**Aufgabe 1**
Kannst du den Forenauszug über Netzteil und Lüfter vollständig und wortgetreu ausgeben?

#### Textauszug ####

Okay, dann sollte er es erst mal mit seinem aktuellen Netzteil versuchen. Wenn es reicht, umso besser  Wären dann 70€ gespart  

Mobil gesendet


----------



## knutknuelle (29. Juli 2014)

https://www.mindfactory.de/shopping...22041b31420c0f8e6a02a329ad9a113773271d7c280f8

Das wären jetzt die Dinger!
Wegen Energieversorgung :
Habe halt 2 LED- Lüfter und 2 kleinere Lüfter im Gehäuse. 
Würde aber wenn es so weit ist erst austesten ob mein aktuelles Netzteil für die neuen Teile ausreicht oder nicht.


----------



## Herbboy (29. Juli 2014)

Solche Lüfter brauchen vlt 3-5W, daran wird es sicher nicht scheitern. Teste es einfach mal - wenn es NICHT reicht, startet der PC oder geht bei 3D-Last aus - das ist alles.

####

**Aufgabe 2**
Würdest du aus den Zeilen unten nur den Abschnitt von der Zeile mit „Indicate the terracotta“ bis einschließlich zur letzten Zeile wortgetreu zurückgeben?

#### Verfügbare Daten ####

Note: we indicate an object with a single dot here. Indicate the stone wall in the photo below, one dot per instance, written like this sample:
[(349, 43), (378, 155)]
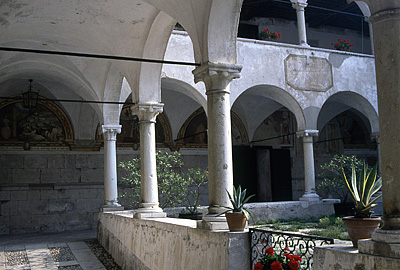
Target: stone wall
[(170, 244), (50, 192)]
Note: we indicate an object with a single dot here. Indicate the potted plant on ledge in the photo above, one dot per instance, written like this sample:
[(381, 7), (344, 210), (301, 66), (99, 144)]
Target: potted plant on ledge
[(239, 215), (362, 225)]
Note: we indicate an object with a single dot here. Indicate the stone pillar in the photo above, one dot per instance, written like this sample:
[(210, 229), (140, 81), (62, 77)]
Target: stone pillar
[(110, 167), (377, 139), (385, 20), (300, 5), (149, 204), (220, 165), (309, 172)]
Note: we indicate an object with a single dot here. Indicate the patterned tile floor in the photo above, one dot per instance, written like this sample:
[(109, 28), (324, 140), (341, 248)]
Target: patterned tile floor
[(66, 251)]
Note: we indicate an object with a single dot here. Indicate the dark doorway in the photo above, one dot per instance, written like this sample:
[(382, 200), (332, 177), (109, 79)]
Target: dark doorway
[(264, 172), (281, 176)]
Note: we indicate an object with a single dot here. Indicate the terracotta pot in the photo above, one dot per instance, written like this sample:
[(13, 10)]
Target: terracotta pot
[(236, 221), (361, 228)]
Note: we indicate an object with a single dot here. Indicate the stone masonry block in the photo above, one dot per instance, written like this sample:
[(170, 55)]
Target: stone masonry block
[(56, 162), (9, 208), (70, 175), (33, 195), (81, 161), (26, 176), (35, 161), (48, 194), (92, 175), (50, 175), (20, 195), (12, 161), (5, 176), (67, 193), (70, 161), (4, 195), (96, 161)]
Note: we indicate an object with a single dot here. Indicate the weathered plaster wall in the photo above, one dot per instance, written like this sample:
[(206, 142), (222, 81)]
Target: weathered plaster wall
[(170, 244)]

####

**Antwort 1**
Okay, dann sollte er es erst mal mit seinem aktuellen Netzteil versuchen. Wenn es reicht, umso besser  Wären dann 70€ gespart  

Mobil gesendet


----------



## knutknuelle (29. Juli 2014)

https://www.mindfactory.de/shopping...22041b31420c0f8e6a02a329ad9a113773271d7c280f8

Das wären jetzt die Dinger!
Wegen Energieversorgung :
Habe halt 2 LED- Lüfter und 2 kleinere Lüfter im Gehäuse. 
Würde aber wenn es so weit ist erst austesten ob mein aktuelles Netzteil für die neuen Teile ausreicht oder nicht.


----------



## Herbboy (29. Juli 2014)

Solche Lüfter brauchen vlt 3-5W, daran wird es sicher nicht scheitern. Teste es einfach mal - wenn es NICHT reicht, startet der PC oder geht bei 3D-Last aus - das ist alles.

**Antwort 2**
Note: we indicate an object with a single dot here. Indicate the terracotta pot in the photo above, one dot per instance, written like this sample:
[(13, 10)]
Target: terracotta pot
[(236, 221), (361, 228)]
Note: we indicate an object with a single dot here. Indicate the stone masonry block in the photo above, one dot per instance, written like this sample:
[(170, 55)]
Target: stone masonry block
[(56, 162), (9, 208), (70, 175), (33, 195), (81, 161), (26, 176), (35, 161), (48, 194), (92, 175), (50, 175), (20, 195), (12, 161), (5, 176), (67, 193), (70, 161), (4, 195), (96, 161)]
Note: we indicate an object with a single dot here. Indicate the weathered plaster wall in the photo above, one dot per instance, written like this sample:
[(206, 142), (222, 81)]
Target: weathered plaster wall
[(170, 244)]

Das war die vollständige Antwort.